* INSTRUCTION:
Present every line of the items below as a numbered list, skipping any blank lines.

(Some records)
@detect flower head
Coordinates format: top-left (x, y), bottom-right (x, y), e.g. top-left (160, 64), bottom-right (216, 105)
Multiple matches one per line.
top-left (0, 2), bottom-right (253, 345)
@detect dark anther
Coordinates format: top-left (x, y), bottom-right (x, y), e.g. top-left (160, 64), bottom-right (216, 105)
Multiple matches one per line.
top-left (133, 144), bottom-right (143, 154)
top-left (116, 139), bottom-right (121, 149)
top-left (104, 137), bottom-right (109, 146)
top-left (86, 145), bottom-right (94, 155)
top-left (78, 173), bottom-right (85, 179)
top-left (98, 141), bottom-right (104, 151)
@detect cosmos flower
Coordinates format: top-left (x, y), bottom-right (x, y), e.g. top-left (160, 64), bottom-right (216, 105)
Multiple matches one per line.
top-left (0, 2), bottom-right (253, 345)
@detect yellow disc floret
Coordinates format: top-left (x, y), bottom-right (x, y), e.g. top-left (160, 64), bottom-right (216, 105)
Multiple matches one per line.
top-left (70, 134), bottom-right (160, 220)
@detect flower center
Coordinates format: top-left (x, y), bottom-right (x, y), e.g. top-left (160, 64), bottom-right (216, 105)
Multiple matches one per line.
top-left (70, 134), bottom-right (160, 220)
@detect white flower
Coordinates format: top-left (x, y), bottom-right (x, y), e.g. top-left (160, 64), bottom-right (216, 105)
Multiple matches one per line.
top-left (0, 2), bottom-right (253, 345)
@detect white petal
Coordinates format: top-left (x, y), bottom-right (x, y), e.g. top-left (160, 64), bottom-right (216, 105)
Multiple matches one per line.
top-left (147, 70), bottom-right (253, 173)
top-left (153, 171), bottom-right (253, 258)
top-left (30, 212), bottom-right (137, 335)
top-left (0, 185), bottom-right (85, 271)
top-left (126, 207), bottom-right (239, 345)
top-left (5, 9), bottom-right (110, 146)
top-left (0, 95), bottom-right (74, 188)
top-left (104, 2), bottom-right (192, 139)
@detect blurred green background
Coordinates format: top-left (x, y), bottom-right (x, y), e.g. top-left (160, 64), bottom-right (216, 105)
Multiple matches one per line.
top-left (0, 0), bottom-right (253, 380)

* ANSWER BELOW:
1. @detect flower head
2. Coordinates format: top-left (x, y), bottom-right (x, y), e.g. top-left (160, 64), bottom-right (216, 105)
3. Multiple matches one per line.
4. top-left (0, 2), bottom-right (253, 345)
5. @detect dark anther
6. Coordinates format: top-left (x, y), bottom-right (x, y), e.g. top-left (160, 64), bottom-right (216, 105)
7. Multiple matches one per line.
8. top-left (133, 144), bottom-right (143, 154)
9. top-left (116, 139), bottom-right (121, 149)
10. top-left (104, 137), bottom-right (109, 146)
11. top-left (86, 145), bottom-right (94, 155)
12. top-left (78, 173), bottom-right (85, 179)
13. top-left (98, 141), bottom-right (104, 151)
14. @detect cosmos flower
15. Coordinates format: top-left (x, y), bottom-right (x, y), e.g. top-left (160, 64), bottom-right (216, 105)
16. Multiple matches one per line.
17. top-left (0, 2), bottom-right (253, 345)
18. @detect yellow disc floret
19. Coordinates format: top-left (x, y), bottom-right (x, y), e.g. top-left (160, 64), bottom-right (216, 105)
20. Multiple matches one per line.
21. top-left (70, 134), bottom-right (160, 220)
22. @detect flower center
23. Coordinates format: top-left (x, y), bottom-right (x, y), e.g. top-left (160, 64), bottom-right (216, 105)
24. Multiple matches one per line.
25. top-left (70, 134), bottom-right (160, 220)
26. @detect white flower
27. Coordinates format: top-left (x, y), bottom-right (x, y), e.g. top-left (160, 64), bottom-right (216, 105)
28. Multiple matches one per line.
29. top-left (0, 2), bottom-right (253, 345)
30. @detect white petal
31. Coordinates format: top-left (x, y), bottom-right (x, y), e.g. top-left (160, 64), bottom-right (216, 105)
32. Multiple matches one per line.
33. top-left (147, 70), bottom-right (253, 173)
34. top-left (153, 171), bottom-right (253, 258)
35. top-left (30, 212), bottom-right (137, 335)
36. top-left (0, 185), bottom-right (85, 271)
37. top-left (126, 207), bottom-right (239, 345)
38. top-left (5, 9), bottom-right (110, 146)
39. top-left (0, 95), bottom-right (74, 188)
40. top-left (104, 2), bottom-right (192, 139)
41. @detect blurred green background
42. Coordinates format: top-left (x, y), bottom-right (x, y), e.g. top-left (160, 64), bottom-right (216, 105)
43. Multiple matches one per line.
44. top-left (0, 0), bottom-right (253, 380)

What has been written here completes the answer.